### WHAT TO DO
Extract each line in the rows below that contains the word "gull", copying every such line in full.

### SUPPLIED RECORDS

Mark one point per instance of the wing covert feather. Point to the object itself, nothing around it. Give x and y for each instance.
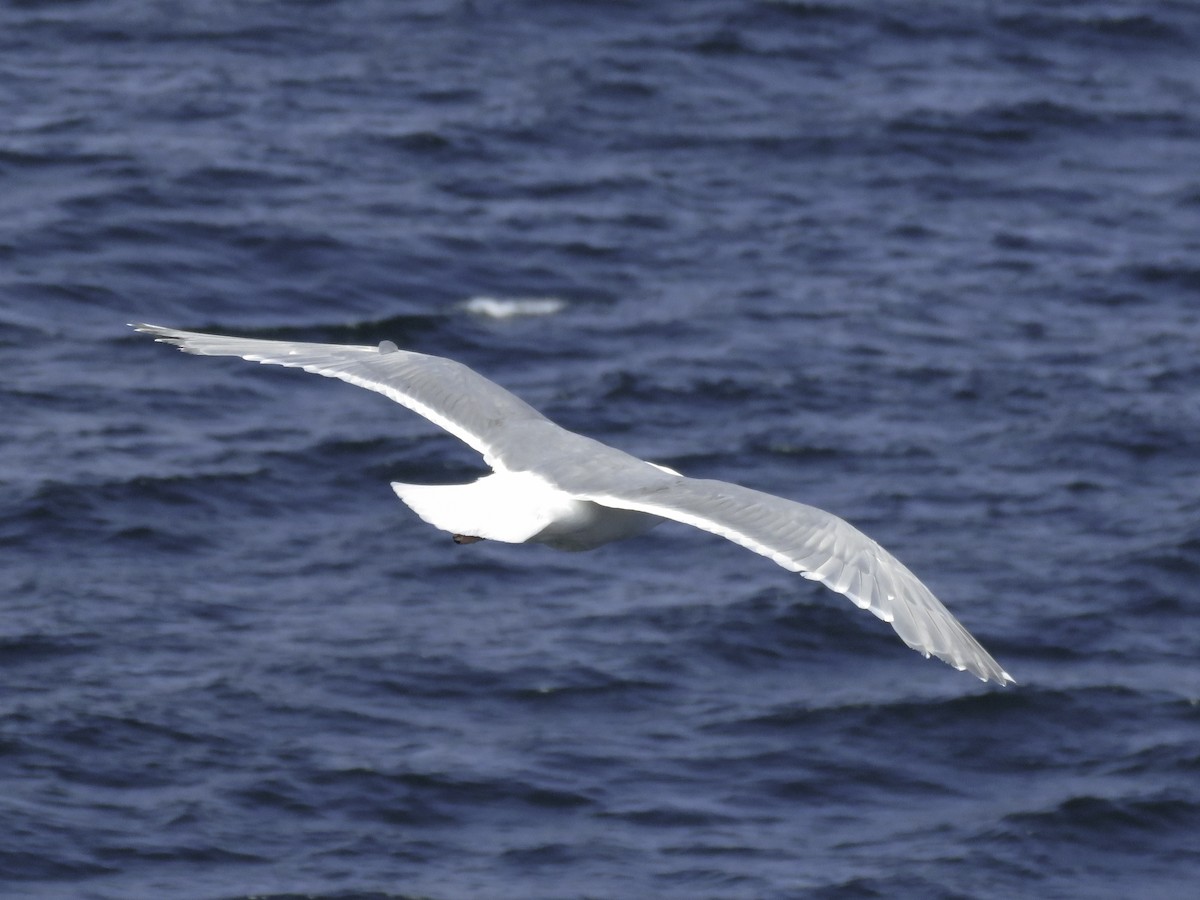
==
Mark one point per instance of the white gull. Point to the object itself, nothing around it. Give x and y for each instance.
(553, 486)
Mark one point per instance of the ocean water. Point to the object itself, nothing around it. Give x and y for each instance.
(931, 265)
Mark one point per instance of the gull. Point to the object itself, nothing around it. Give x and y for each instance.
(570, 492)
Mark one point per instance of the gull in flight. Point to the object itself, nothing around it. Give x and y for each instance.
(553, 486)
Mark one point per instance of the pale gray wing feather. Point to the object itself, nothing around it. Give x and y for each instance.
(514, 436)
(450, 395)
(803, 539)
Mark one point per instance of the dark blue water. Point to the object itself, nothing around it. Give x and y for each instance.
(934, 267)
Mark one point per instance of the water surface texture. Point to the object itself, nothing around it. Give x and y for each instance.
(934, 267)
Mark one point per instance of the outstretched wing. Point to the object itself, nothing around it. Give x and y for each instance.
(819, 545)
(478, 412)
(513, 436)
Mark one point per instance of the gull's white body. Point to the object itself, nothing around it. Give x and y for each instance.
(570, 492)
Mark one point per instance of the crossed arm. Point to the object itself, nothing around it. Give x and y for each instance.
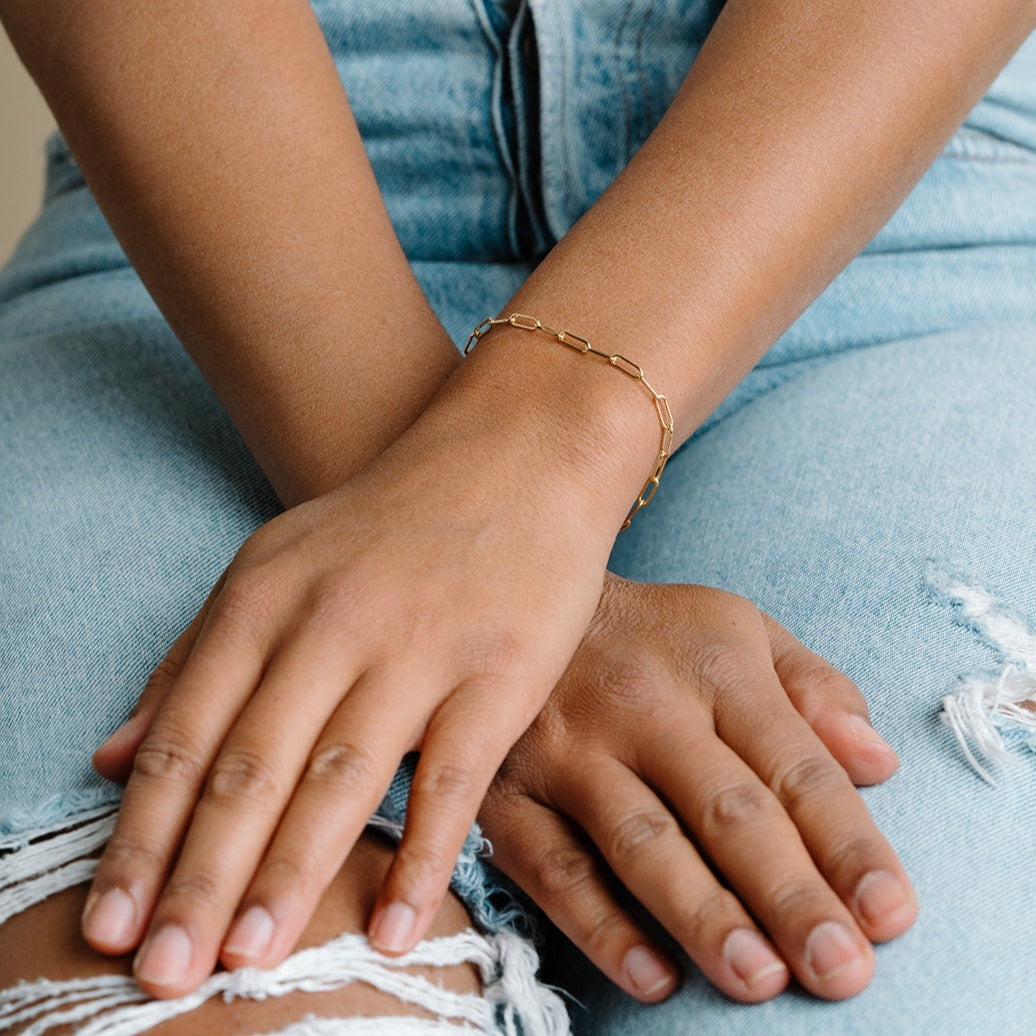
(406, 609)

### SOLUTION FOR THIS TASK
Mark one point per instance of the white gull. Point to the object itself, nothing around it. Give x and y for each instance.
Mark one point per instance of the gull. Point to the object itself, nothing around it. Give x and y for each instance.
Mark one point per instance of the gull in flight. Point to the object itself, nothing around it. Give x and y for each instance.
Mark one point per instance of the gull's white body. Point to the object itself, nothing around it. Give x and y for each instance.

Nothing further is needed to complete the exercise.